**PROVIDED MATERIAL**.

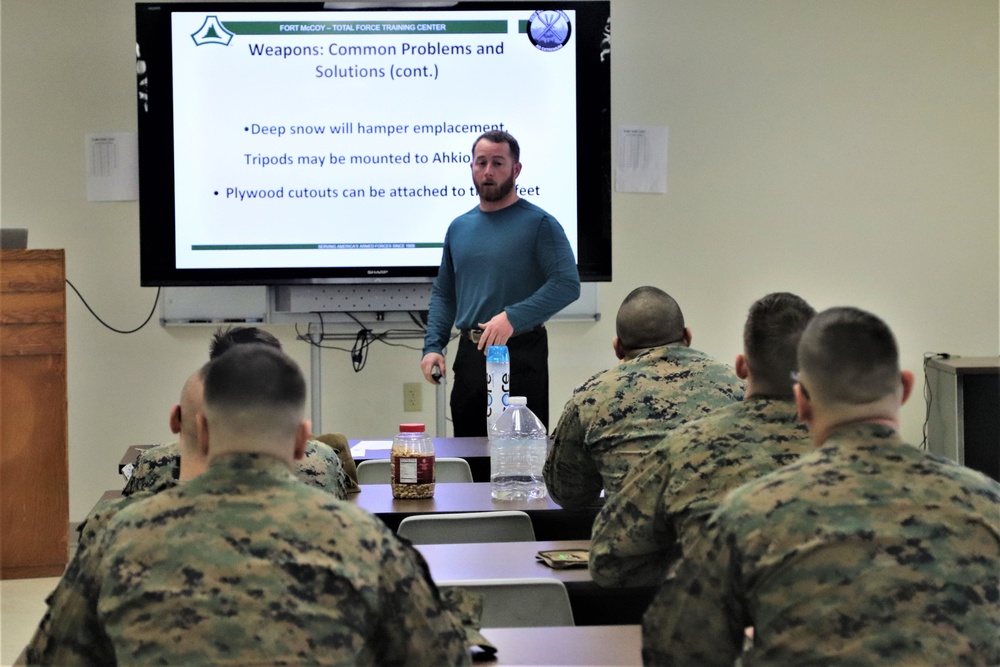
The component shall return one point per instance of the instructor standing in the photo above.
(507, 267)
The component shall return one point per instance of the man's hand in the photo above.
(427, 364)
(495, 332)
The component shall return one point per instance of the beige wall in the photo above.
(842, 149)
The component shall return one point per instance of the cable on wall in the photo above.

**EXERCISE GOAL**. For this exercise, please retype exactly the lines in the listing from the line with "The component shall return one point per instance of the man's" through its last line, both ends included.

**TASK RESPONSE**.
The component shall return one point per instance of the man's hand in the photo above.
(427, 364)
(495, 332)
The component shall return one point per instance of the beige wall in the photo above.
(842, 149)
The component shall return one point per instance of the cable on wall in the photo above.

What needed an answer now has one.